"""

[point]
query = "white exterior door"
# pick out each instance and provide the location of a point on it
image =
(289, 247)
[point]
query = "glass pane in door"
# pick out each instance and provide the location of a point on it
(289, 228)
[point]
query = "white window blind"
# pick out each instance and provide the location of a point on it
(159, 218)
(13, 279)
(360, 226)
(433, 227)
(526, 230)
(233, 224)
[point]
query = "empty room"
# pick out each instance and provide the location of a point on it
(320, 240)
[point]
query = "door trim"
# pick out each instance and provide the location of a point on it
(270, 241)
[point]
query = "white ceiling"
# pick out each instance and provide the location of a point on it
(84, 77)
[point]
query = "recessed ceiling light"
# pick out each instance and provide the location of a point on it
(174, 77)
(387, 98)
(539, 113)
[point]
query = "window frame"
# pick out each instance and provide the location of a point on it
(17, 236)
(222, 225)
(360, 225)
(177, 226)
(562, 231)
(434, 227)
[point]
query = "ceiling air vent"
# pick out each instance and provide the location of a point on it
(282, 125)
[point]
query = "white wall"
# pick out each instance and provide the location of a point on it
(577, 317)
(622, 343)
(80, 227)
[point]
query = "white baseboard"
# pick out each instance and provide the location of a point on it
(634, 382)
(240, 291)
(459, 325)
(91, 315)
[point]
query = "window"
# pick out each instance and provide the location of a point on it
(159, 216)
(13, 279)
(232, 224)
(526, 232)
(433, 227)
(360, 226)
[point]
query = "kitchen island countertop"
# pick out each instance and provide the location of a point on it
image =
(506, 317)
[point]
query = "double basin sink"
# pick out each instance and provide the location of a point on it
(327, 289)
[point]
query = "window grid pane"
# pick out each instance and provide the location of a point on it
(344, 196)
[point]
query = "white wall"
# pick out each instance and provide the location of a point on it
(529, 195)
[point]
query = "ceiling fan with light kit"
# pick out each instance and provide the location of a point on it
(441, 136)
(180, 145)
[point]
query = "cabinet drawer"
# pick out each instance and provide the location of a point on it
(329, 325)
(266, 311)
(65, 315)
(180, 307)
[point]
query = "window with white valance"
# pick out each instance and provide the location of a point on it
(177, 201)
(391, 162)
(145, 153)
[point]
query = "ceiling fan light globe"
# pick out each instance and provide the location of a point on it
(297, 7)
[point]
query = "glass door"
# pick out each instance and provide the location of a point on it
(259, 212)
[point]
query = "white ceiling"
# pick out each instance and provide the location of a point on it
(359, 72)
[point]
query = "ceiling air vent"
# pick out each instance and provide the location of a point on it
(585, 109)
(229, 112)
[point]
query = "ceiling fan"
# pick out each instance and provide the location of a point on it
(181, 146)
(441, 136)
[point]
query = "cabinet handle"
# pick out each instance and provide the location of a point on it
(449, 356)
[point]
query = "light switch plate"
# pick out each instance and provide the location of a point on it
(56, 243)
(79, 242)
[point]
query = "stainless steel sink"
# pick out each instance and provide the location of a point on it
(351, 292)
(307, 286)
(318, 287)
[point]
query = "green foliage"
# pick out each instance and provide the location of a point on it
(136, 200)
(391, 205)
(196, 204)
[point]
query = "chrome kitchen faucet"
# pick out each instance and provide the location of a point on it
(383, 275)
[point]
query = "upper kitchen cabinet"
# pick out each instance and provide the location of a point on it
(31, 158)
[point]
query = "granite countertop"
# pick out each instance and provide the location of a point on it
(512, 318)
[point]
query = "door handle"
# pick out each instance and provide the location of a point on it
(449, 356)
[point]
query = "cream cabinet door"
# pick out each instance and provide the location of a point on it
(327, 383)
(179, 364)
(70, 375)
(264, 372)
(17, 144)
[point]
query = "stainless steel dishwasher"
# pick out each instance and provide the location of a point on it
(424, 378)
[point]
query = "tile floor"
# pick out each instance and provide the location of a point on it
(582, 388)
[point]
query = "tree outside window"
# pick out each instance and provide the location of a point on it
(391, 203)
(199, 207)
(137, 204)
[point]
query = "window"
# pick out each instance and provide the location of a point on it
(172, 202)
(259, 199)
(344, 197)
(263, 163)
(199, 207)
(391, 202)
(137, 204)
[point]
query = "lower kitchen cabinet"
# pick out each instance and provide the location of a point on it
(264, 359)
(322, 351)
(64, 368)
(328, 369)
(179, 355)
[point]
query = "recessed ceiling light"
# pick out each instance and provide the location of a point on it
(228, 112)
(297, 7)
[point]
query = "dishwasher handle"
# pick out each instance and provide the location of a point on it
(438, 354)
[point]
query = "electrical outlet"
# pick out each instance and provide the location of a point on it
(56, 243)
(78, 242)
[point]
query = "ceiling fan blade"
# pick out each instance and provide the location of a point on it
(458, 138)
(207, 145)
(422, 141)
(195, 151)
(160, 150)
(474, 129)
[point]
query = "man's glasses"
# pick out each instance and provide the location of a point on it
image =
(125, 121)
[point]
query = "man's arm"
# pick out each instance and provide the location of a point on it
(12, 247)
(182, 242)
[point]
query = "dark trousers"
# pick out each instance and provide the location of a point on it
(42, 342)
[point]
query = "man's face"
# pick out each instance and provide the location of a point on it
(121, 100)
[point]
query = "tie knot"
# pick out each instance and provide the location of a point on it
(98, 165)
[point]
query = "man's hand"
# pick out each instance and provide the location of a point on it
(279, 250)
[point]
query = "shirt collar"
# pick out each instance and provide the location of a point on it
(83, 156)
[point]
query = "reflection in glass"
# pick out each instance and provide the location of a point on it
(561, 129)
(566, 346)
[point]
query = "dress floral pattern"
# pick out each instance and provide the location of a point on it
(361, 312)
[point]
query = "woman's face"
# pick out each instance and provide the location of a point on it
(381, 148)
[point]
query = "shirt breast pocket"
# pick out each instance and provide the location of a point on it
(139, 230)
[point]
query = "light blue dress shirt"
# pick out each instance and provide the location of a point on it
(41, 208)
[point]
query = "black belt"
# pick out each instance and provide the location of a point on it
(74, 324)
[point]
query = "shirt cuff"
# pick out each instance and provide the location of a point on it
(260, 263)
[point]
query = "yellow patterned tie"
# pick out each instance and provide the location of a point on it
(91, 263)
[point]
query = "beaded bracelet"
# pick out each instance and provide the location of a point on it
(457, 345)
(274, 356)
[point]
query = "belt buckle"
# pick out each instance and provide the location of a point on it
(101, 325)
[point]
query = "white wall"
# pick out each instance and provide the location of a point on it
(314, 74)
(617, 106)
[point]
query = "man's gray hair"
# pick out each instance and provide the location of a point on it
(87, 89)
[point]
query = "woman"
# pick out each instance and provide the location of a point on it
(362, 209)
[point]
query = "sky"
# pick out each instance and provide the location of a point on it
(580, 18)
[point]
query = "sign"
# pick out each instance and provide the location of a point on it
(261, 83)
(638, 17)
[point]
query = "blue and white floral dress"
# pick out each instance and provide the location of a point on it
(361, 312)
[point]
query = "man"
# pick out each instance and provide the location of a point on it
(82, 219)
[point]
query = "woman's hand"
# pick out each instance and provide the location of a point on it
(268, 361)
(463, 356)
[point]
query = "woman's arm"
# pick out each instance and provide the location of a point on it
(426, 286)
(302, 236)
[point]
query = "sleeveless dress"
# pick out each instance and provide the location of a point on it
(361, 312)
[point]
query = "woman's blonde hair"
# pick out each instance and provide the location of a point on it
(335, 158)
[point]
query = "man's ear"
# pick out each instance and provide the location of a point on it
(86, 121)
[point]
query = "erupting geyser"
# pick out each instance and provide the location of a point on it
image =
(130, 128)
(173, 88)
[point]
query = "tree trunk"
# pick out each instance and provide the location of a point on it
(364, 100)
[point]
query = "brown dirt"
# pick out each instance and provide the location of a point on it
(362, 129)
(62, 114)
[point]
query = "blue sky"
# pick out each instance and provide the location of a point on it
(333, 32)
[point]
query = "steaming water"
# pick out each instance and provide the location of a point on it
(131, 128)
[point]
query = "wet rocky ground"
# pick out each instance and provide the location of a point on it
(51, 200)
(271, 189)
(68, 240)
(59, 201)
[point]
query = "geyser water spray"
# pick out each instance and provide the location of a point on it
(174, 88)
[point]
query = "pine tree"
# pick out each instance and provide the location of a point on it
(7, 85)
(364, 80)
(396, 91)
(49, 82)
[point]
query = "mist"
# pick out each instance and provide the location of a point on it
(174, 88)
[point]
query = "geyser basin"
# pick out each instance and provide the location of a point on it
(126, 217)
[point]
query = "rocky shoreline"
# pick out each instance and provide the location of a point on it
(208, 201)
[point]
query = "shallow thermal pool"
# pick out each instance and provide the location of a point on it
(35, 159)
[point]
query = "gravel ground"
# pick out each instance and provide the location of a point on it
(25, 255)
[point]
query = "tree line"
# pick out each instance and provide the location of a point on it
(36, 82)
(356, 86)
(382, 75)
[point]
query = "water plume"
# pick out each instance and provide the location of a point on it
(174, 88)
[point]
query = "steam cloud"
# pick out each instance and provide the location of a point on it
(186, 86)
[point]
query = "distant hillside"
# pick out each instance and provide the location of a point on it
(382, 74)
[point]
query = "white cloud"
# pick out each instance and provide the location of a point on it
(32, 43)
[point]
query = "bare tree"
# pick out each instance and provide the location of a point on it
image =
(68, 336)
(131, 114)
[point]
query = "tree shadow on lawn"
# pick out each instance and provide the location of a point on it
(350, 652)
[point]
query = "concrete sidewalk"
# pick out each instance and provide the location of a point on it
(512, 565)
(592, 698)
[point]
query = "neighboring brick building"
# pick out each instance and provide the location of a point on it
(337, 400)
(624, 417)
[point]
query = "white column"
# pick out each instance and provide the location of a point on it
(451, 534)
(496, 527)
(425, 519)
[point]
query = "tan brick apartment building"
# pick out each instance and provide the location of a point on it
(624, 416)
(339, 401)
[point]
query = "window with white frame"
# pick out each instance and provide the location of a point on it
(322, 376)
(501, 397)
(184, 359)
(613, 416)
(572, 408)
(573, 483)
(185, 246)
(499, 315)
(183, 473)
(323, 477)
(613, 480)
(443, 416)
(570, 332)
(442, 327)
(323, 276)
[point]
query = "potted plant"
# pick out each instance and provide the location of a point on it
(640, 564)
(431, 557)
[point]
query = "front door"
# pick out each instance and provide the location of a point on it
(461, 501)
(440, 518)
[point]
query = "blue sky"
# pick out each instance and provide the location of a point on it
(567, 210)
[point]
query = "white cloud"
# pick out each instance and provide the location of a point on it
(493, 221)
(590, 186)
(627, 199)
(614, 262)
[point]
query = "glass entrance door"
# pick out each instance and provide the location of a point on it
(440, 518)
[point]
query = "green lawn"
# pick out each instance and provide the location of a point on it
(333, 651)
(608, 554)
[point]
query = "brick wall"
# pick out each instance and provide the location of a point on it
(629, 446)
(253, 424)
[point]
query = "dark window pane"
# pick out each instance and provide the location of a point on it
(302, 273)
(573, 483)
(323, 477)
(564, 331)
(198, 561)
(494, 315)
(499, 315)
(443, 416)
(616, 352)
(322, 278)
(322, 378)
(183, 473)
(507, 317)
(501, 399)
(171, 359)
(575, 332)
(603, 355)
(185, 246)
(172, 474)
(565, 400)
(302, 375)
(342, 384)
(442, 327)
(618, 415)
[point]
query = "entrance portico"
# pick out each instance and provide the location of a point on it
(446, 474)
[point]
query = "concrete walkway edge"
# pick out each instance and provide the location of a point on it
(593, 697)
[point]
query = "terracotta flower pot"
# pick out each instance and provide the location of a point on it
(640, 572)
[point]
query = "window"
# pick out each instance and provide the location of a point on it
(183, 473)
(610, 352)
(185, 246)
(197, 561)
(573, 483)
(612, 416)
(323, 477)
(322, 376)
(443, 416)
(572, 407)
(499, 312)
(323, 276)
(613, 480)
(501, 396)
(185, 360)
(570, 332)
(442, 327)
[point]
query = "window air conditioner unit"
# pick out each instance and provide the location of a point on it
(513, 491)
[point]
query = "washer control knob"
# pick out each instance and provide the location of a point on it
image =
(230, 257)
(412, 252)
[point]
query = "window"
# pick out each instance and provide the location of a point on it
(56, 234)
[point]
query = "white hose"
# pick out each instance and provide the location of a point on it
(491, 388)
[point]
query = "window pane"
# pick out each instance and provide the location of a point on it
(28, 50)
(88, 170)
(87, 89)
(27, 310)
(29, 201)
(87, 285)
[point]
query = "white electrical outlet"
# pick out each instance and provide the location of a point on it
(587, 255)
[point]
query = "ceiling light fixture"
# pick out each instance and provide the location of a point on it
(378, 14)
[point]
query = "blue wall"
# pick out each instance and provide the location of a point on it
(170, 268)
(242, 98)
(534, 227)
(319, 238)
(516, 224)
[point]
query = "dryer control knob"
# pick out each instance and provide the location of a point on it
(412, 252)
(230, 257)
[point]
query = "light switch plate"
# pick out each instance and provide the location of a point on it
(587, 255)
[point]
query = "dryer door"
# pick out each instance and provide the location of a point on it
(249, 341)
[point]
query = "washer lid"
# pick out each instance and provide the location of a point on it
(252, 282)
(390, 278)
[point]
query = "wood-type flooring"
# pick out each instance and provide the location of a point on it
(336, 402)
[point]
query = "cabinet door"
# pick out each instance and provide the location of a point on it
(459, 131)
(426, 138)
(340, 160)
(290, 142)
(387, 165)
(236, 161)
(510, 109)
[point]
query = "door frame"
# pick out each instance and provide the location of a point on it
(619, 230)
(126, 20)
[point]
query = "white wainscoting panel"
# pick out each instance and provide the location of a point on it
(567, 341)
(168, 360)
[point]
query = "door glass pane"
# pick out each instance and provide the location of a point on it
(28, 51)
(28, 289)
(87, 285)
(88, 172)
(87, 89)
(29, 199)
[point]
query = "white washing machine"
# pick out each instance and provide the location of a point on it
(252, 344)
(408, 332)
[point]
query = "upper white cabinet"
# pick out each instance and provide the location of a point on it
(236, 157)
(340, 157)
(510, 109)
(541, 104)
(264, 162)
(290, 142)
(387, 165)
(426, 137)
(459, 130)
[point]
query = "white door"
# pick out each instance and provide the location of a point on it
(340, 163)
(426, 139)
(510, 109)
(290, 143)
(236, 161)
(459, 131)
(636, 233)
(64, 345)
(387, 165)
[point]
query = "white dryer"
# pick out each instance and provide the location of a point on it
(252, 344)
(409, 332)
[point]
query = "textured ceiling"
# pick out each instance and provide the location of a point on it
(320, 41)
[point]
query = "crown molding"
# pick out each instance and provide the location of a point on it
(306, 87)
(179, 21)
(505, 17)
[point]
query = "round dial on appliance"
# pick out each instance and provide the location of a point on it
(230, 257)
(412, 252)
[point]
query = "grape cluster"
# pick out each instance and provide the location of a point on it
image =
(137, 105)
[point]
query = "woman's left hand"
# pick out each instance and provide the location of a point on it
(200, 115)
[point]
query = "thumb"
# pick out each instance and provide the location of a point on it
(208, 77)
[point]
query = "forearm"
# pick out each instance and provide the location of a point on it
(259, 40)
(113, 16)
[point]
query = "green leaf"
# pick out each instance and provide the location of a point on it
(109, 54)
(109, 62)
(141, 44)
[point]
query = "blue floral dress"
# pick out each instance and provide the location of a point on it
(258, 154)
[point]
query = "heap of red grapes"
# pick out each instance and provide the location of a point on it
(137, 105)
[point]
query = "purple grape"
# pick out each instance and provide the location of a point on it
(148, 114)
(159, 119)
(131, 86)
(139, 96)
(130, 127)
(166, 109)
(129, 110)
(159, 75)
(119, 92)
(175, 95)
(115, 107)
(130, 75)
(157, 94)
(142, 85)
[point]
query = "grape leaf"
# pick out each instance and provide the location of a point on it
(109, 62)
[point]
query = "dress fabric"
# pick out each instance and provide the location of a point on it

"""

__WORK INSTRUCTIONS__:
Provide a count of the lines in the data above that include the word "ground", stating the number alone.

__WRITTEN RESPONSE__:
2